##### TEXT SECTION
In the writer's view, going along with Medicaid's expansion will reduce employment opportunities in individual states. He believes that job seekers and taxpayers alike will be better served by states opting out of the expansion opportunity:
"The coming Medicaid expansion will reduce employment, but last week’s Supreme Court ruling could permit states to prevent that outcome.
Unlike other major safety-net programs like unemployment insurance and food stamps, the Medicaid program has not significantly expanded its eligibility or average benefit in recent years. Some states have restricted Medicaid benefits in order to control costs. A number of states have expanded eligibility, but those expansions were small enough that nationwide Medicaid enrollment and inflation-adjusted Medicaid spending actually grew slightly less between 2007 and 2010 than did the number of Americans in poverty.
As a result of the Patient Protection and Affordable Care Act, Medicaid enrollment and spending were expected to increase significantly in 2014, when the program will be made available to able-bodied adults with incomes up to 133 percent of the federal poverty level .
##########
##### THE DATA
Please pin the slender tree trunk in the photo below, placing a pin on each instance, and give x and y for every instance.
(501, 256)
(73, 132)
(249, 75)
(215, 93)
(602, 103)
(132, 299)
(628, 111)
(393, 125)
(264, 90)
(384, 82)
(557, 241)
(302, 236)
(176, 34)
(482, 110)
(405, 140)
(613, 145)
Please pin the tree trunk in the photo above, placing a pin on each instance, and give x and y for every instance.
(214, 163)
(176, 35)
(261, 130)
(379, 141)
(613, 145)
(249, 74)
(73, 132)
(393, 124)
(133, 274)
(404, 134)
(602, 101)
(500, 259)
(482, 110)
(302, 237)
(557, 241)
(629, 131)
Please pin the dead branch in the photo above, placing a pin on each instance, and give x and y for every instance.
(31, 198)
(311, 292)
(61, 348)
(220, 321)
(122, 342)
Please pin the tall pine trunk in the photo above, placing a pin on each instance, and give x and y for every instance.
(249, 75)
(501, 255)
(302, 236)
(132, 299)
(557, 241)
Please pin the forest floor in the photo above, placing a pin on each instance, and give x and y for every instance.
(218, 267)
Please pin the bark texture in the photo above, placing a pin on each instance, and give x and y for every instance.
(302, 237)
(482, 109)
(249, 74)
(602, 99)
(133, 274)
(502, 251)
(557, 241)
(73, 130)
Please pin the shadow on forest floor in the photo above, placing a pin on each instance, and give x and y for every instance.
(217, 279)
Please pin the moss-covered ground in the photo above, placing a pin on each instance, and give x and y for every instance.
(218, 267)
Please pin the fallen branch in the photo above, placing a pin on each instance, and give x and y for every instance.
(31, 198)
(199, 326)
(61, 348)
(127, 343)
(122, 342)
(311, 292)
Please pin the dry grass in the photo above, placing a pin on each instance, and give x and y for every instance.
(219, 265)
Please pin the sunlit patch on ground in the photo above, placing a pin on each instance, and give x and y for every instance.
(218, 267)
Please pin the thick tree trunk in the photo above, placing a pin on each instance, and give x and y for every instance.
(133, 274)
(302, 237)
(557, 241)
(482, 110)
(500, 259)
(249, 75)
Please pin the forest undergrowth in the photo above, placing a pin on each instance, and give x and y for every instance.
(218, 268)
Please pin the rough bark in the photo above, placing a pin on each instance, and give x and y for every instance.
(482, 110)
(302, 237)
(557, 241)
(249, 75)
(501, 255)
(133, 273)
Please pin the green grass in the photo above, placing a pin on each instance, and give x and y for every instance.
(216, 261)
##########
▶ [ASSIGNMENT]:
Set down the Medicaid passage word for word, starting at "In the writer's" and ending at "prevent that outcome.". You can set the items aside, since none of them is needed.

▶ [FINISHED EXERCISE]:
In the writer's view, going along with Medicaid's expansion will reduce employment opportunities in individual states. He believes that job seekers and taxpayers alike will be better served by states opting out of the expansion opportunity:
"The coming Medicaid expansion will reduce employment, but last week’s Supreme Court ruling could permit states to prevent that outcome.